■ **Task statement**:
Please render the entries below as a two-column CSV headed "text" and "answer", with one row per entry giving its text and its answer, each in a single quoted field with line breaks turned into spaces. Begin at the line that has "Bonus question: Precisely where does the house", stop after the line that has "[322,91,380,198]", and leave out the pictures.

■ **Data rows**:
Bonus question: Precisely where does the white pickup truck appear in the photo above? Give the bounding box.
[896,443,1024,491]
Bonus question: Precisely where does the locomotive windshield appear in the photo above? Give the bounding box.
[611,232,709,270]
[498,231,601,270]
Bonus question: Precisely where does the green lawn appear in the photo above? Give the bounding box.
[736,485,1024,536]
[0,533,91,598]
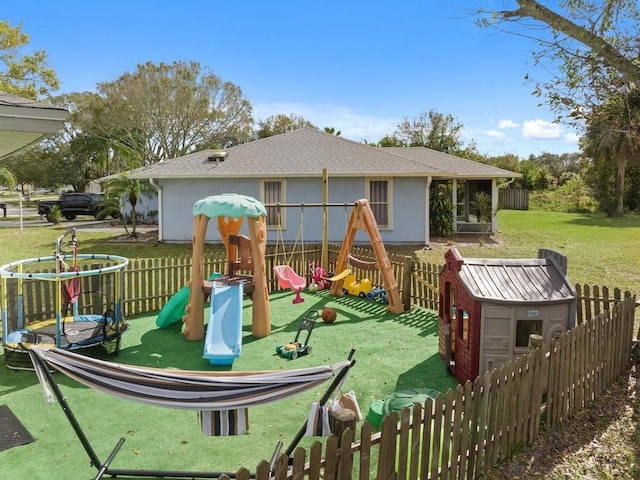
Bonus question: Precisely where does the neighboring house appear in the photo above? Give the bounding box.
[0,92,69,159]
[130,128,520,245]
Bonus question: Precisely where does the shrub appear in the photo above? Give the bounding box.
[47,205,62,225]
[429,186,453,237]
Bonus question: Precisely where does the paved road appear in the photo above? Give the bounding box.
[0,205,110,229]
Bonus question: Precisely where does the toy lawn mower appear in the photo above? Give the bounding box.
[276,310,320,360]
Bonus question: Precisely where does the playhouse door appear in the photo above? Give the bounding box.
[479,306,514,375]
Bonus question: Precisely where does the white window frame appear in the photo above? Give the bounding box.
[365,177,393,230]
[260,178,287,230]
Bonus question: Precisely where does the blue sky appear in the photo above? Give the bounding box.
[1,0,578,158]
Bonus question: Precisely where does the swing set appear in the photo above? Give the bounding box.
[265,199,405,314]
[273,206,307,303]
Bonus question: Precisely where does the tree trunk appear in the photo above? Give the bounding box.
[616,154,627,217]
[500,0,640,85]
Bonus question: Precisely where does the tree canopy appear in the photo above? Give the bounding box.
[0,20,60,100]
[256,113,318,138]
[480,0,640,215]
[94,61,253,166]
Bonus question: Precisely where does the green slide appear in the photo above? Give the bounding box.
[156,273,220,328]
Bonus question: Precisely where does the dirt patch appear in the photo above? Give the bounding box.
[425,233,503,249]
[481,364,640,480]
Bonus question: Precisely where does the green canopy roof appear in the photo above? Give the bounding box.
[193,193,267,218]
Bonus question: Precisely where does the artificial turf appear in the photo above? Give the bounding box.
[0,290,457,480]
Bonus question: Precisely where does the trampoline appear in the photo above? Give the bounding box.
[0,229,129,370]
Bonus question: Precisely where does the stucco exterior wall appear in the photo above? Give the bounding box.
[155,177,426,245]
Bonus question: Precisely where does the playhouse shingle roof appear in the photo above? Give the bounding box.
[131,128,518,178]
[459,258,576,303]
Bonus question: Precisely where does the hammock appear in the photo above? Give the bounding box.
[29,346,351,410]
[29,346,355,480]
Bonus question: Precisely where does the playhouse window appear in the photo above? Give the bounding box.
[456,308,469,343]
[516,320,542,347]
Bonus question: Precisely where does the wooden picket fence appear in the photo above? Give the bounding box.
[231,297,636,480]
[8,248,631,324]
[2,245,636,480]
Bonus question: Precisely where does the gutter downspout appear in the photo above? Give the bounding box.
[149,178,164,242]
[424,175,433,250]
[491,177,516,234]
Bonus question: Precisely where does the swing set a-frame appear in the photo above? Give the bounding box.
[331,199,404,314]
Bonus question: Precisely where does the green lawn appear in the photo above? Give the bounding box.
[0,211,640,480]
[420,210,640,293]
[0,290,457,480]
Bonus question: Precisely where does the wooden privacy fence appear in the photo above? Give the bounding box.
[220,297,636,480]
[498,188,529,210]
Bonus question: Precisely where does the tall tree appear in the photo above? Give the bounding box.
[101,173,153,237]
[95,62,253,166]
[480,0,640,215]
[0,20,60,100]
[0,166,17,188]
[256,113,316,138]
[393,110,464,154]
[582,91,640,216]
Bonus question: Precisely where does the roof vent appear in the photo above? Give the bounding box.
[207,150,227,163]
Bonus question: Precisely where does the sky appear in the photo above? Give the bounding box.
[0,0,578,159]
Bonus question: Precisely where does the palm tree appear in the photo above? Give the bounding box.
[582,91,640,216]
[0,166,17,189]
[102,173,153,237]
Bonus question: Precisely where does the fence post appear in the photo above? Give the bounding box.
[402,256,415,312]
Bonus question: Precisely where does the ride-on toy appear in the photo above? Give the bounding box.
[276,310,320,360]
[367,287,389,304]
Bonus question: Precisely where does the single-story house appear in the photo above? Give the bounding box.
[130,128,519,245]
[0,92,69,159]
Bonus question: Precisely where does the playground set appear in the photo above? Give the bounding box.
[0,229,129,370]
[156,193,404,365]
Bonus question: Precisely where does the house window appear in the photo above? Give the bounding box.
[516,320,542,347]
[367,179,393,230]
[260,180,286,229]
[454,307,469,345]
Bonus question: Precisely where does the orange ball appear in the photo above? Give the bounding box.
[322,307,338,323]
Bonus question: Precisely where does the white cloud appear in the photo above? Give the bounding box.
[498,120,520,128]
[522,119,564,140]
[484,130,508,142]
[564,132,580,146]
[253,102,402,142]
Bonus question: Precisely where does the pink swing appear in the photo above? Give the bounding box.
[273,207,307,303]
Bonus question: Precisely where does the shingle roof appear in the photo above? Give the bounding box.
[131,128,518,178]
[380,147,521,179]
[459,258,575,303]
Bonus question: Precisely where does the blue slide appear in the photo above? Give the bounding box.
[203,282,243,365]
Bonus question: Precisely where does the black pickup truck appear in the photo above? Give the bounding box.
[36,193,104,220]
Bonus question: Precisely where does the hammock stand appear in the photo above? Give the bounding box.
[29,348,356,480]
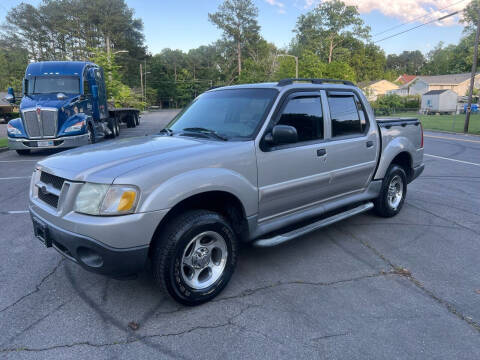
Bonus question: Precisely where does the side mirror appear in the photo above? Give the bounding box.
[23,78,28,95]
[92,85,98,99]
[57,93,67,100]
[265,125,298,145]
[5,94,15,104]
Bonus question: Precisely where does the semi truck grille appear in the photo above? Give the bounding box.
[40,171,65,190]
[23,109,58,138]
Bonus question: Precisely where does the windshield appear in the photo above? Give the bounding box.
[28,76,80,95]
[167,89,278,139]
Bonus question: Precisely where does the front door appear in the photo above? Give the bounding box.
[257,91,329,222]
[322,91,380,198]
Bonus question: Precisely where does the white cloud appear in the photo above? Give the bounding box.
[265,0,285,14]
[304,0,468,26]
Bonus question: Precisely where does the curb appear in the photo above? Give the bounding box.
[423,128,480,138]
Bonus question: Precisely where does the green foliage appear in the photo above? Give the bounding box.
[294,0,370,63]
[90,49,144,109]
[371,94,421,115]
[325,61,356,81]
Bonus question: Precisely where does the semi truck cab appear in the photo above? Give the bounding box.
[7,61,138,155]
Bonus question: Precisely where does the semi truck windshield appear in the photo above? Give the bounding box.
[28,76,80,95]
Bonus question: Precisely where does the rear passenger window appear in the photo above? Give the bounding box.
[277,96,323,142]
[328,95,366,137]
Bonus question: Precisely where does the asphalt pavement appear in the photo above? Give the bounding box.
[0,111,480,360]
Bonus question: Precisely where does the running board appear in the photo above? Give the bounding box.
[253,202,373,247]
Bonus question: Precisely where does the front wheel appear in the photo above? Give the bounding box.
[374,164,407,217]
[152,210,238,306]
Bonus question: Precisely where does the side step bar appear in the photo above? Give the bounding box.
[253,202,373,247]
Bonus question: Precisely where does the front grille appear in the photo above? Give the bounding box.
[40,171,65,190]
[23,110,41,137]
[23,109,57,138]
[38,190,58,209]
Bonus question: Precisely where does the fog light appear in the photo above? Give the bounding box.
[77,246,103,268]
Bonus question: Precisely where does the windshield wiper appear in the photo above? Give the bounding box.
[160,128,173,136]
[182,127,228,141]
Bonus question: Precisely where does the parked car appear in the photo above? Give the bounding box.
[29,79,424,305]
[7,61,139,155]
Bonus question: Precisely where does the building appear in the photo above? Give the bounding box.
[420,89,458,114]
[395,74,417,85]
[358,80,398,101]
[390,73,480,96]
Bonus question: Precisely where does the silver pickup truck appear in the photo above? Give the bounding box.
[30,79,424,305]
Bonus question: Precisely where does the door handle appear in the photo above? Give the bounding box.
[317,149,327,156]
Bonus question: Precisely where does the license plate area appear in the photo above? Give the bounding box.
[32,217,52,247]
[37,140,53,147]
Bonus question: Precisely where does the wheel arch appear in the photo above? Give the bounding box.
[149,190,249,256]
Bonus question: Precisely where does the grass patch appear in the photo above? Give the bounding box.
[385,112,480,135]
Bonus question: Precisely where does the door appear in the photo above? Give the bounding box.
[322,91,379,198]
[257,91,329,222]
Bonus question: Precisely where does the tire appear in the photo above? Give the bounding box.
[374,164,407,217]
[87,124,96,144]
[152,210,238,306]
[16,149,30,156]
[105,118,117,139]
[114,119,120,136]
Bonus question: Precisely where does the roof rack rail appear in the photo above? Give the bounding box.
[277,78,355,86]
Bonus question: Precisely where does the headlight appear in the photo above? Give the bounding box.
[74,183,139,215]
[65,120,85,132]
[7,124,22,135]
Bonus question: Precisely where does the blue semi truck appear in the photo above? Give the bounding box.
[6,61,140,155]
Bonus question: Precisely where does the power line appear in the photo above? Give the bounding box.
[372,0,466,37]
[373,10,463,44]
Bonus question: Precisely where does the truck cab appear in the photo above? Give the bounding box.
[7,61,138,155]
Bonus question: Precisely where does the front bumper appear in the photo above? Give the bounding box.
[29,204,169,278]
[8,134,88,150]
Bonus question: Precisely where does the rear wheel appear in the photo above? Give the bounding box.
[152,210,238,305]
[17,149,30,155]
[374,164,407,217]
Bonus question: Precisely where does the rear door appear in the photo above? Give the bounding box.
[322,91,379,198]
[257,90,329,222]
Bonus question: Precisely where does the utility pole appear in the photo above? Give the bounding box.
[140,63,145,110]
[463,7,480,134]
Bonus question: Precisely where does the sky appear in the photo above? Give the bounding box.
[0,0,469,54]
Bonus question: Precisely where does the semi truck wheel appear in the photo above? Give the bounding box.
[152,210,238,306]
[374,164,407,217]
[16,149,30,155]
[87,124,95,144]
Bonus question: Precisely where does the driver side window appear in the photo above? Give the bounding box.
[277,96,324,142]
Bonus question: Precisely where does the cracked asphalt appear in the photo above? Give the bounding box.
[0,111,480,360]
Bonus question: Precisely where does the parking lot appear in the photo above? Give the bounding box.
[0,111,480,360]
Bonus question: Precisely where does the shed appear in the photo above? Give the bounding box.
[420,90,458,114]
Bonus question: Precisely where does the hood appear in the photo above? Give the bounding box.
[20,93,78,110]
[38,135,221,184]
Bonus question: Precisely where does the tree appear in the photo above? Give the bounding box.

■ **Solution to this task**:
text,answer
"Bonus question: Precisely where does the house window appear in the photo above? Give the bounding box.","[516,320,542,347] [367,179,393,230] [260,180,286,229] [454,307,469,345]"
"Bonus question: Precisely where does the orange ball appear in the photo above? Give the bounding box.","[322,307,338,323]"
"Bonus question: Precisely where does the white cloud appear in the photo above? Give the bounding box.","[498,120,520,128] [522,119,564,140] [484,130,508,142] [564,132,580,146] [253,102,402,142]"
"Bonus question: Precisely where does the pink swing appear in the photo above? Give the bounding box.","[273,207,307,303]"
"Bonus question: Precisely where does the shingle roof appear in the photo above? Give the bounding box.","[131,128,518,178] [380,147,521,179] [459,258,575,303]"
"Bonus question: Precisely where does the blue slide appear in the photo above? Give the bounding box.","[203,282,243,365]"
"Bonus question: Precisely where does the black pickup truck appear in the photo above? Give the bounding box.","[36,193,104,220]"
"Bonus question: Precisely where does the hammock stand appear in the photo above? Give the bounding box.","[29,348,356,480]"
"Bonus question: Precisely where does the side mirror appear in the photo above? Give the bounding box.","[23,78,28,95] [92,85,98,99] [57,93,67,100] [265,125,298,145] [5,94,15,104]"
"Bonus question: Precisely where does the semi truck grille appear in the photo above? Give the bounding box.","[40,171,65,190] [23,109,58,138]"
"Bonus question: Precisely where does the windshield appear in the photo above? Give the bounding box.","[28,76,80,95] [167,89,278,139]"
"Bonus question: Precisely where does the front door appear in the photo above? Give the bounding box.","[257,91,329,222] [322,91,380,198]"